§ **Task list**:
a - Quote the passage of the article on General Motors' cash flow that opens with the words containing "In 2019, there" and closes with "meager cash flows.".
b - Write what comes next in the article on General Motors' cash flow, picking up after its final sentence.

§ **Extract**:
====

In 2019, there was the United Auto Workers strike; in 2020, the pandemic lockdowns; and in 2021, a shortage of semiconductors. It is fortunate that investors have come to see General Motors as a growth stock, otherwise they might worry more about its meager cash flows.
The largest U.S. auto maker by sales said Wednesday that it expected the global microchip shortage to cost it between $1.5 billion and $2.5 billion in free cash this year. Ford made a similar projection when it reported quarterly results last week. Combined with high capital spending, the problem will reduce GM’s adjusted automotive free cash flow to just $1 billion-to-$2 billion in 2021, according to its internal forecasts. Its shares sank 6% in morning trading.
Last year, the company generated automotive free cash flow of $2.6 billion. The pandemic lockdowns that closed factories across the world caused GM surprisingly little financial trauma across 2020 as a whole—by most metrics, less than the shutdowns caused by the 40-day strike the previous year. One reason for that resilience was a strong rebound in vehicle demand in its key U.S. market. Another was tight financial management, including delaying some capital spending.

====

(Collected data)
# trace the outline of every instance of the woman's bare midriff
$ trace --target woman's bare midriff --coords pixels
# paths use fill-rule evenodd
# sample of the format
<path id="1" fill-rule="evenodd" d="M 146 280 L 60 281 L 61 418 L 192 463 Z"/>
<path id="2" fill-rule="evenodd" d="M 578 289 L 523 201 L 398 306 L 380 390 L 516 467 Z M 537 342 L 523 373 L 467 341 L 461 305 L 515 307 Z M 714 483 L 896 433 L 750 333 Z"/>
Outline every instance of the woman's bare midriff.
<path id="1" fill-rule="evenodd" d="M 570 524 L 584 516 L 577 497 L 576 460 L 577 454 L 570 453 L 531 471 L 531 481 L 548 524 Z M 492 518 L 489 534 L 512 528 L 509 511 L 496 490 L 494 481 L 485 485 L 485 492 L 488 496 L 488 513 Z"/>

====

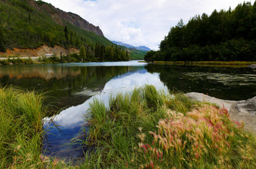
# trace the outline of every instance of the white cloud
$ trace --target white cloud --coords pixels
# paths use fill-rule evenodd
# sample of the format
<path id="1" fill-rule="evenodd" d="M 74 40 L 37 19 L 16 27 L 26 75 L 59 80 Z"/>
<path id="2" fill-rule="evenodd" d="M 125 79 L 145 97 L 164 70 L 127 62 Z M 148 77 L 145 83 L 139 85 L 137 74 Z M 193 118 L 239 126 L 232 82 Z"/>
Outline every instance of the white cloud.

====

§ **Solved tasks**:
a -
In 2019, there was the United Auto Workers strike; in 2020, the pandemic lockdowns; and in 2021, a shortage of semiconductors. It is fortunate that investors have come to see General Motors as a growth stock, otherwise they might worry more about its meager cash flows.

b -
The tab for capital expenditures in 2021 will be correspondingly larger: The company expects to fork out between $9 billion and $10 billion, up from just $5.3 billion in 2020 and a pre-pandemic $7.5 billion in 2019. Catch-up spending isn’t the only reason; GM also is accelerating investments in electric and driverless vehicles. Last month, it made headlines with an aspiration to phase out tailpipe emissions from its light-duty vehicles entirely by 2035.
The company has attracted huge attention and a soaring stock-market valuation with its bullish EV plans, but the big gap in its pitch to Wall Street is a cutting-edge EV in car showrooms. The first vehicles GM will launch on its much-hyped Ultium battery platform, the Hummer truck and the Cadillac Lyric, are both slated for the 2022 model year.